— Goal —
In the listing below, please print the line that contains "compact form (437,195)." and every line that follows it, exactly.
### Source material ###
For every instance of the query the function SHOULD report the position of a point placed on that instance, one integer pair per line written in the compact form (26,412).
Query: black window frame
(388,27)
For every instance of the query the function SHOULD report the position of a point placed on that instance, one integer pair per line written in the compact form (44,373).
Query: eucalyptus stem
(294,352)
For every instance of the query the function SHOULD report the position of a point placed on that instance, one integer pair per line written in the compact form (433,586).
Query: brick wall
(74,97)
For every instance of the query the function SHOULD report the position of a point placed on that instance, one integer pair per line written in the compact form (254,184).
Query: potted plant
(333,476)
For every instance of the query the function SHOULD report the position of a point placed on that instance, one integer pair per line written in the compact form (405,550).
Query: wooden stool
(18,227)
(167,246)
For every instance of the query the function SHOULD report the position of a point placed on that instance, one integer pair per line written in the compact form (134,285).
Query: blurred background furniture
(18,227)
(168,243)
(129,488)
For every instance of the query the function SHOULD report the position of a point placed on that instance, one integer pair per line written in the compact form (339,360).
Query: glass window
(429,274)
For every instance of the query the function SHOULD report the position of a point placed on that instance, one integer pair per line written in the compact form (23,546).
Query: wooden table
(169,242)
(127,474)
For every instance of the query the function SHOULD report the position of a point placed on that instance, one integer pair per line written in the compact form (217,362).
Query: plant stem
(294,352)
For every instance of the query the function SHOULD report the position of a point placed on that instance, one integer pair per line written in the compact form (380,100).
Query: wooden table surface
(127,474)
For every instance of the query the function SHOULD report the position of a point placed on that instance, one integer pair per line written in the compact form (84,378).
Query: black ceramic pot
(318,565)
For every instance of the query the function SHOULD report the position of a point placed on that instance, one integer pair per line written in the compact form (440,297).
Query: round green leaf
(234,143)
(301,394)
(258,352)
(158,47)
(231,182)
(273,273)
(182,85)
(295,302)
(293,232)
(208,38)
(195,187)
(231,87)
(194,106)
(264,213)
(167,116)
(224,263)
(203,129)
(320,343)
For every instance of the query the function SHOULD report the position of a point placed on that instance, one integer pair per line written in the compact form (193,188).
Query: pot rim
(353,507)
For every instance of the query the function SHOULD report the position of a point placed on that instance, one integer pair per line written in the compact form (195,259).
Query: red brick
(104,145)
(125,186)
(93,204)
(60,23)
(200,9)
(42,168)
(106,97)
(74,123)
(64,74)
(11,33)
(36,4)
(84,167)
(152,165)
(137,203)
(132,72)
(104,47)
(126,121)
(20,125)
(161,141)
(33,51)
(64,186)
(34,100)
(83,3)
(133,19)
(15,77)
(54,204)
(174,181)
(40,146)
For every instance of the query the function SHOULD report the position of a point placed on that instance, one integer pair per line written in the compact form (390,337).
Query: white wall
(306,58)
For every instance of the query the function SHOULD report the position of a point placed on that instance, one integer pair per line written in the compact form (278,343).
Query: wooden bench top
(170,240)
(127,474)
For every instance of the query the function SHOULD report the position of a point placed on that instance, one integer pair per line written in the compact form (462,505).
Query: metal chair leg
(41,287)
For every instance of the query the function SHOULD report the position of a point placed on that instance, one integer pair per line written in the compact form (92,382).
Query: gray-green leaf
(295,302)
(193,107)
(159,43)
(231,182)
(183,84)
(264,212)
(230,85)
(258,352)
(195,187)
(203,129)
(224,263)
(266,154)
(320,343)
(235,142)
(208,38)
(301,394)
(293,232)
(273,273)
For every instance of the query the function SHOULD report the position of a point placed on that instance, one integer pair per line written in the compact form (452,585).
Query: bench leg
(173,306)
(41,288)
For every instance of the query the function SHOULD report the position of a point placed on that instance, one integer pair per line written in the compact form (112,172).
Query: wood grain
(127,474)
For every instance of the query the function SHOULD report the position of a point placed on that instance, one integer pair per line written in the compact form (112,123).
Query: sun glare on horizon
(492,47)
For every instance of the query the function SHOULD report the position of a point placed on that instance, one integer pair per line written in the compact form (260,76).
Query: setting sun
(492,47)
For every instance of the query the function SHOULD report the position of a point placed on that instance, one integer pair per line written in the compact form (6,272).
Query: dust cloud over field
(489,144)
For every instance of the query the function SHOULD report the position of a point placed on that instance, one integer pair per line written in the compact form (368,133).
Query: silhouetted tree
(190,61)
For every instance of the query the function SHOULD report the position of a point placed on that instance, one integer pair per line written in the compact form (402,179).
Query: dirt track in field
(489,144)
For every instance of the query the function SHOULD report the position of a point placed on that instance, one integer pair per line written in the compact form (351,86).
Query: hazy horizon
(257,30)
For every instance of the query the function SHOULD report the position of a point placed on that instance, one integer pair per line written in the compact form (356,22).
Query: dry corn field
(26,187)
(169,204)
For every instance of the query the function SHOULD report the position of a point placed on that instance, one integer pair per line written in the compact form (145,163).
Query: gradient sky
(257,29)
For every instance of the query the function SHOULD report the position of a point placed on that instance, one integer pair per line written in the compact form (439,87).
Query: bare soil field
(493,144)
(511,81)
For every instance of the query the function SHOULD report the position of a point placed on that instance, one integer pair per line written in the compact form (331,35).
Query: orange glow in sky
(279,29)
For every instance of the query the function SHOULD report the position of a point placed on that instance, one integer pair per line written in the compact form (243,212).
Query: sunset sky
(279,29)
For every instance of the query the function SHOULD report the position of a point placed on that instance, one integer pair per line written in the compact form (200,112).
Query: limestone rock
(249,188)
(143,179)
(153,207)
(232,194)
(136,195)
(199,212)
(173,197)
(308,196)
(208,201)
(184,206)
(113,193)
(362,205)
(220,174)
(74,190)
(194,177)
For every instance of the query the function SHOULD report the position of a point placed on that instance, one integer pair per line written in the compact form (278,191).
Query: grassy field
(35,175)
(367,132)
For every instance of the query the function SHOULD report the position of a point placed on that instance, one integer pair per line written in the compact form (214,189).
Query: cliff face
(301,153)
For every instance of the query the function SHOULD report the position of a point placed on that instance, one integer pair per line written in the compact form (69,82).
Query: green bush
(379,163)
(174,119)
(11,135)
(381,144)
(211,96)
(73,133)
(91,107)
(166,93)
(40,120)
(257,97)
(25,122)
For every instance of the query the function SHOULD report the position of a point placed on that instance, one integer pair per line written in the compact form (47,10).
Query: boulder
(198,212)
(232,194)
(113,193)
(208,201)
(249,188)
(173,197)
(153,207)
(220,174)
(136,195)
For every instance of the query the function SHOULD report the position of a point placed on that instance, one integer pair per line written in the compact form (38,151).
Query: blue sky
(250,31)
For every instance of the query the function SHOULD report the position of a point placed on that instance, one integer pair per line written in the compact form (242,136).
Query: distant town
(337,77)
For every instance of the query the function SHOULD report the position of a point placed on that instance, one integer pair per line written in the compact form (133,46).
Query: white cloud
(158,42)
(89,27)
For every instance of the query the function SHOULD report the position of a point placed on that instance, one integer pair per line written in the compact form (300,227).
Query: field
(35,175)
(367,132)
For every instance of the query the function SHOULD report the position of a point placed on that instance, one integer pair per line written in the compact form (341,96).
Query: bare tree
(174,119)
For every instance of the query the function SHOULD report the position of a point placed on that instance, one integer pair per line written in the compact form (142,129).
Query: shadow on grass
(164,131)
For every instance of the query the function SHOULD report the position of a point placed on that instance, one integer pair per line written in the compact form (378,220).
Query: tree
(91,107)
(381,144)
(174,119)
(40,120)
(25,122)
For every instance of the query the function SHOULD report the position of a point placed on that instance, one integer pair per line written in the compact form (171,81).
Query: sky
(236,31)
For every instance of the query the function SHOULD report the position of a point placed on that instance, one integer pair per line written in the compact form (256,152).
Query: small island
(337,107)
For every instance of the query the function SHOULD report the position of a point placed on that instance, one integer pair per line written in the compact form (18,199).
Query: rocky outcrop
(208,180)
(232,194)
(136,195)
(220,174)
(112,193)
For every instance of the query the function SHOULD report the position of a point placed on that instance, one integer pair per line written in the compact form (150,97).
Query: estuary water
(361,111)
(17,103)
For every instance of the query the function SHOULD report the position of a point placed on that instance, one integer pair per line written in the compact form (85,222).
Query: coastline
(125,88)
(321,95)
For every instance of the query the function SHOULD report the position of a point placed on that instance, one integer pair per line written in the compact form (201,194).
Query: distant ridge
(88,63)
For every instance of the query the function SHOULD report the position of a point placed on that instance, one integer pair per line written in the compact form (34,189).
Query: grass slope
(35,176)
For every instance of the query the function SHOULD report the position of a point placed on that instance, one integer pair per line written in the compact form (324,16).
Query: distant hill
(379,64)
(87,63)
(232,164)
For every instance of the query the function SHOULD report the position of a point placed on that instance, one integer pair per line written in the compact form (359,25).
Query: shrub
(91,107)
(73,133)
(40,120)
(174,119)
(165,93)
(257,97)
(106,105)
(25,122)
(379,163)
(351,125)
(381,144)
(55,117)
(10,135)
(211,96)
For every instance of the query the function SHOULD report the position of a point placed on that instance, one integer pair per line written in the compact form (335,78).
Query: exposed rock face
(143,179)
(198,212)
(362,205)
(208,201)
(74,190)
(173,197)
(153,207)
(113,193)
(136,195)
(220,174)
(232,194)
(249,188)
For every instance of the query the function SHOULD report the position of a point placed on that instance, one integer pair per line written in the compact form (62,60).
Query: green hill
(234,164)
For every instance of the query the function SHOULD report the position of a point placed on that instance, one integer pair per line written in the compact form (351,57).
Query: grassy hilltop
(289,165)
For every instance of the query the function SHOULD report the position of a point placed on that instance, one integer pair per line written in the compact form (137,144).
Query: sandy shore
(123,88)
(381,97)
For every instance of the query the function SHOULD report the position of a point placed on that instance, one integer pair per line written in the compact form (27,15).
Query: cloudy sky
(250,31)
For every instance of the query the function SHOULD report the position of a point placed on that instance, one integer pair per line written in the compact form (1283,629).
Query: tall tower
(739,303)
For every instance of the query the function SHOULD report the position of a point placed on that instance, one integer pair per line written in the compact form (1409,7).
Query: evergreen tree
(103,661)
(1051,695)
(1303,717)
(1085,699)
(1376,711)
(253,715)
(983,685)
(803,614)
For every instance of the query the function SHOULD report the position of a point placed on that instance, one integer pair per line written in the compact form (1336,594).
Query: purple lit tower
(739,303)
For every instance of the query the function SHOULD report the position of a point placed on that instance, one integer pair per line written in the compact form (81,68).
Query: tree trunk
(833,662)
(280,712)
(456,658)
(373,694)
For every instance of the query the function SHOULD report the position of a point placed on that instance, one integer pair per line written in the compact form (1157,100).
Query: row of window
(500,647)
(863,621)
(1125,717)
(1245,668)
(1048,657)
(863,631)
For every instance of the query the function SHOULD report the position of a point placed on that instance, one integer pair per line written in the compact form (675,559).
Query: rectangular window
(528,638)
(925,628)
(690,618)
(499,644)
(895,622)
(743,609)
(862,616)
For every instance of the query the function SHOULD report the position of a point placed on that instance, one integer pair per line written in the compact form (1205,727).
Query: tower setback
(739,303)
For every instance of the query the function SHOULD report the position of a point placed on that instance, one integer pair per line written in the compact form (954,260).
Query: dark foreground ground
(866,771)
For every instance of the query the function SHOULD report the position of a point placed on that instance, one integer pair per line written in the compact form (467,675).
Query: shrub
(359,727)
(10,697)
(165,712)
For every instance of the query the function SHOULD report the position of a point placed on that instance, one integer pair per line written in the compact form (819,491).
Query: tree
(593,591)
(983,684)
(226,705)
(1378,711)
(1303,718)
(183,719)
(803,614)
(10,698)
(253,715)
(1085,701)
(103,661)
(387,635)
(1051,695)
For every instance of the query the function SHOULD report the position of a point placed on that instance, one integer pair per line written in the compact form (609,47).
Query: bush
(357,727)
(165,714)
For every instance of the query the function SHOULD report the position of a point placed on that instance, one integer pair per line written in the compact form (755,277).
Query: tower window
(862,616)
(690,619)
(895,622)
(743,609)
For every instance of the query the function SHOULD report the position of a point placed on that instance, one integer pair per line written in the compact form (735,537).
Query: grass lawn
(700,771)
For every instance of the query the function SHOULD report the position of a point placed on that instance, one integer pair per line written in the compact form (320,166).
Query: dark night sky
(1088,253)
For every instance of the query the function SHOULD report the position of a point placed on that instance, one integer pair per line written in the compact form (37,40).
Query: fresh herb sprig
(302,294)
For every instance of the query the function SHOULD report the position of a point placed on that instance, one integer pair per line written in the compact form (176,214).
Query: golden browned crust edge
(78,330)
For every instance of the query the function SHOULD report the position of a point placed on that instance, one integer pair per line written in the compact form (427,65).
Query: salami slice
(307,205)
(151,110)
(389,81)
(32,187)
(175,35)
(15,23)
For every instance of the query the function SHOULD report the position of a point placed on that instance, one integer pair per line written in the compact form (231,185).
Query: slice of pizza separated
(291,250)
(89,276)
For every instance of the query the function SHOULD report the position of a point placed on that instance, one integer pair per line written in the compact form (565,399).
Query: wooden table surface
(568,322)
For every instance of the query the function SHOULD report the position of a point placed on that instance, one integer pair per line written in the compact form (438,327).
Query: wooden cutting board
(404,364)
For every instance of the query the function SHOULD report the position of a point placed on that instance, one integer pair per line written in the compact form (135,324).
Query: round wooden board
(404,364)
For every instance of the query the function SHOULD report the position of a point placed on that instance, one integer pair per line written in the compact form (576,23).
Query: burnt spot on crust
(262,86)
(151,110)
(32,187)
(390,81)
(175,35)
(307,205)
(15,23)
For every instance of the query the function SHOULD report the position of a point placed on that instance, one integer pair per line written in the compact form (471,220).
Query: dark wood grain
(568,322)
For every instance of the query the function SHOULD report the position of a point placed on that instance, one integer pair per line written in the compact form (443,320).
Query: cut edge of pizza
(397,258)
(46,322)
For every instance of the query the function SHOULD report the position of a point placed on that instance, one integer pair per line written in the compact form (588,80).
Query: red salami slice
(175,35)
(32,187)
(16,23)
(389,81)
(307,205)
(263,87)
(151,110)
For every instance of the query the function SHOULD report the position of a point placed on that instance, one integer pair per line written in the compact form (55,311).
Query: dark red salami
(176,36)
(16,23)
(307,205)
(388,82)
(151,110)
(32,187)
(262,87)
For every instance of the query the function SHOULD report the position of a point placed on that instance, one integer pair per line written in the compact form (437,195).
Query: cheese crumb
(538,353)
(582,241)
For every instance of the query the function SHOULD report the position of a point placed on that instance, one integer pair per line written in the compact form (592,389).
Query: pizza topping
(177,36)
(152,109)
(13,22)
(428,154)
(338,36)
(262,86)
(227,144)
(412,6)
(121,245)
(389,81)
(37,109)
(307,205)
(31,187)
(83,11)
###
— Task answer —
For every instance of the query the function SHOULD report the position of a point placed on that instance, one integer pair per line written in the compact form (437,195).
Query: cheese crumb
(538,353)
(582,241)
For every instance of the query the function SHOULD report the position of a point placed on that instance, one integer pair per line written in the compact form (592,389).
Query: pizza topping
(177,36)
(152,109)
(13,22)
(428,154)
(338,36)
(262,86)
(227,144)
(412,6)
(121,245)
(389,81)
(37,109)
(307,205)
(31,187)
(83,11)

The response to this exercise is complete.